**EXERCISE INSTRUCTIONS:**
Convert all of the material below into a Markdown table with two columns, Row and Text, giving each line its own numbered row. Omit blank lines and the pictures.

====== RAW RECORDS ======

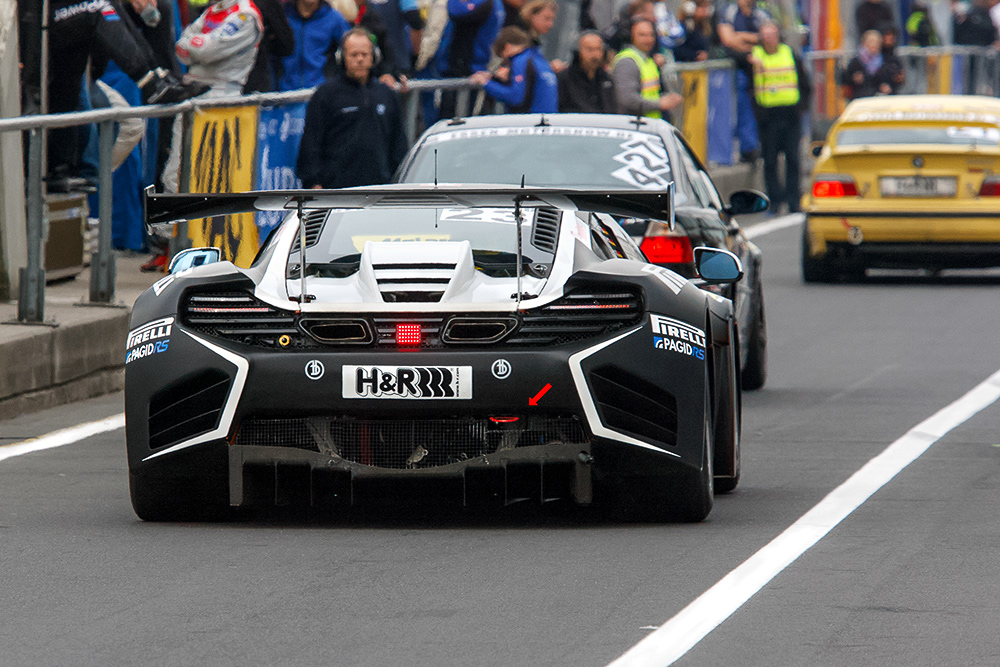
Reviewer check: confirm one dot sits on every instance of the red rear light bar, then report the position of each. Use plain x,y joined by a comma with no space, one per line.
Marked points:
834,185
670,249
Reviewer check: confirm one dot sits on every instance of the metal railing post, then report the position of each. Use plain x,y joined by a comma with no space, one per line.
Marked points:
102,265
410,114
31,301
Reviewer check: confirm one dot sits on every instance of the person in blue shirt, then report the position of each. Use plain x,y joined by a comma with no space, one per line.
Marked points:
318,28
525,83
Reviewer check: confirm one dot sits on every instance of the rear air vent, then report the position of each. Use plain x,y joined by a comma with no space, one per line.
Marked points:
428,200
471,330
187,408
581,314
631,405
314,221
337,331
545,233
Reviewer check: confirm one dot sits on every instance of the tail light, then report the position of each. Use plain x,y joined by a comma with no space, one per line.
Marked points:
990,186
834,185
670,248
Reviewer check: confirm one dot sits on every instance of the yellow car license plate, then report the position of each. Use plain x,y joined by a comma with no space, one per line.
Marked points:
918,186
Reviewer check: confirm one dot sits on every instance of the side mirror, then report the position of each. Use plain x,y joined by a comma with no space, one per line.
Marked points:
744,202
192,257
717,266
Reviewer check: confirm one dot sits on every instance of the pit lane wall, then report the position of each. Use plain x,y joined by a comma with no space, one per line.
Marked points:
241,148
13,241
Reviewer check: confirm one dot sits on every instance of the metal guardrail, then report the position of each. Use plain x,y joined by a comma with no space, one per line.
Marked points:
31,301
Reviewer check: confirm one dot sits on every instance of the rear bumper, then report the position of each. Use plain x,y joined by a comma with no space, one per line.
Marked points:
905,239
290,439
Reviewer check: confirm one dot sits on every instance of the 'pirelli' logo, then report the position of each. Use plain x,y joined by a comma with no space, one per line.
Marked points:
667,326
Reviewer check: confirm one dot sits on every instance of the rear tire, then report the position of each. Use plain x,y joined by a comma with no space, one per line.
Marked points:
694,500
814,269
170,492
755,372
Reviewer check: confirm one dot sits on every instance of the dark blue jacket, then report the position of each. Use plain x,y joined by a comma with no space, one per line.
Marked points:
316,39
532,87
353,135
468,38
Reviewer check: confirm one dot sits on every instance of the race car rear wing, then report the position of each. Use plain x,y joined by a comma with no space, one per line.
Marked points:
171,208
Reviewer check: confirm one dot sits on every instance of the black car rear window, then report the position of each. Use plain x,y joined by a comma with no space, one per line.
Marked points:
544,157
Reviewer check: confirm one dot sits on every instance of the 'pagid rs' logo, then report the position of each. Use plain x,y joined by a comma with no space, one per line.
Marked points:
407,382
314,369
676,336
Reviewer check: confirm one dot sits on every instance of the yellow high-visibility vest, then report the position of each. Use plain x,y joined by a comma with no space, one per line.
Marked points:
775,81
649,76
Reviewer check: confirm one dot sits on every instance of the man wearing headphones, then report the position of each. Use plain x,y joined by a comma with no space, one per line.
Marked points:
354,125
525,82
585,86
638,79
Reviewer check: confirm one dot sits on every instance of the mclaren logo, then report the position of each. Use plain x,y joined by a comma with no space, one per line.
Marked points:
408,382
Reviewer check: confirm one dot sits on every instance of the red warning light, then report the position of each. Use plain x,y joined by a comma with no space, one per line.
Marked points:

======

**EXPECTED ANSWER:**
| Row | Text |
|---|---|
| 1 | Reviewer check: confirm one dot sits on every instance of the red rear light bar, then report the position of each. Use plain x,y joined by a comma with no space, one per line. |
| 2 | Marked points: |
| 3 | 834,185 |
| 4 | 670,249 |
| 5 | Reviewer check: confirm one dot sits on every instance of the metal railing post, then report the position of each. Use plain x,y joined by a comma with no space, one per line. |
| 6 | Marked points: |
| 7 | 102,265 |
| 8 | 410,114 |
| 9 | 31,301 |
| 10 | Reviewer check: confirm one dot sits on every instance of the person in blue shirt, then report the position of each. Use plain x,y joined by a comma with no space, one per line. |
| 11 | Marked points: |
| 12 | 318,28 |
| 13 | 525,83 |
| 14 | Reviewer check: confirm one dot sits on every instance of the rear air vent, then report the position of each. Use plain x,y joined by a comma with no space, one per line. |
| 15 | Marked points: |
| 16 | 428,200 |
| 17 | 471,330 |
| 18 | 187,408 |
| 19 | 581,314 |
| 20 | 631,405 |
| 21 | 314,221 |
| 22 | 337,331 |
| 23 | 545,233 |
| 24 | Reviewer check: confirm one dot sits on every instance of the tail light, then report the position of each. Use plain x,y joined by a comma with no space, one per line. |
| 25 | Marked points: |
| 26 | 990,186 |
| 27 | 834,185 |
| 28 | 670,248 |
| 29 | Reviewer check: confirm one dot sits on every instance of the yellow car license plate, then report the position of each. Use plain x,y joined by a comma with no space, one per line. |
| 30 | Marked points: |
| 31 | 918,186 |
| 32 | Reviewer check: confirm one dot sits on every instance of the side mirror, then report the position of each. Use plain x,y joined by a comma with no space, one per line. |
| 33 | Marked points: |
| 34 | 744,202 |
| 35 | 192,257 |
| 36 | 717,266 |
| 37 | Reviewer check: confirm one dot sits on every instance of the pit lane wall, then report the position of each. Use plain x,y joined by a comma with no space, one per line. |
| 38 | Marked points: |
| 39 | 241,148 |
| 40 | 13,241 |
| 41 | Reviewer check: confirm one dot sits on every instance of the metal guardrail, then report the position of each. Use plain x,y joined by a comma with no space, one per line. |
| 42 | Marked points: |
| 43 | 31,301 |
| 44 | Reviewer check: confirm one dot sits on every instance of the rear bumper, then report the position of each. Use plain x,y joined by a comma with no space, one per line. |
| 45 | Marked points: |
| 46 | 905,239 |
| 47 | 290,439 |
| 48 | Reviewer check: confirm one dot sits on every instance of the 'pirelli' logo, then report the position of each. Use plain x,y joined by a comma with no space, one per line. |
| 49 | Marked points: |
| 50 | 667,326 |
| 51 | Reviewer check: confirm one dot sits on every instance of the rear tire, then report the position of each. Use plain x,y joined by a comma with no space, one per line. |
| 52 | Marked points: |
| 53 | 694,500 |
| 54 | 814,269 |
| 55 | 170,492 |
| 56 | 755,372 |
| 57 | Reviewer check: confirm one dot sits on every instance of the dark blue jacket, then report the position of each. Use plain x,y joined by a comma with no space, one per line. |
| 58 | Marked points: |
| 59 | 316,39 |
| 60 | 532,87 |
| 61 | 353,135 |
| 62 | 468,38 |
| 63 | Reviewer check: confirm one dot sits on every instance of the race car rear wing, then report the position of each. Use plain x,y joined by a comma with no space, one per line. |
| 64 | Marked points: |
| 65 | 171,208 |
| 66 | Reviewer check: confirm one dot sits on every instance of the black car rear window, then report the position of each. Use plain x,y joined by a comma with no space, one per line. |
| 67 | Marked points: |
| 68 | 544,157 |
| 69 | Reviewer check: confirm one dot sits on every instance of the 'pagid rs' logo, then report the position of each. Use plain x,y joined by a comma with no space, one per line. |
| 70 | Marked points: |
| 71 | 407,382 |
| 72 | 314,369 |
| 73 | 676,336 |
| 74 | Reviewer check: confirm one dot sits on every instance of the yellow high-visibility vest, then report the position of each. Use plain x,y joined by a comma with no space, one per line. |
| 75 | Marked points: |
| 76 | 775,81 |
| 77 | 649,76 |
| 78 | Reviewer check: confirm one dot sits on every instance of the man wearing headphones, then report the position of each. Use plain x,y joined by a comma with no space, one per line. |
| 79 | Marked points: |
| 80 | 354,125 |
| 81 | 525,82 |
| 82 | 585,86 |
| 83 | 638,79 |
| 84 | Reviewer check: confirm one dot sits on every instance of the mclaren logo, then report the position of each. Use plain x,y joined by a comma with no space, one per line. |
| 85 | Marked points: |
| 86 | 408,382 |
| 87 | Reviewer check: confirm one dot sits on every instance of the red warning light, then report the position of each. Use plain x,y joined by a comma with no space, one per line. |
| 88 | Marked points: |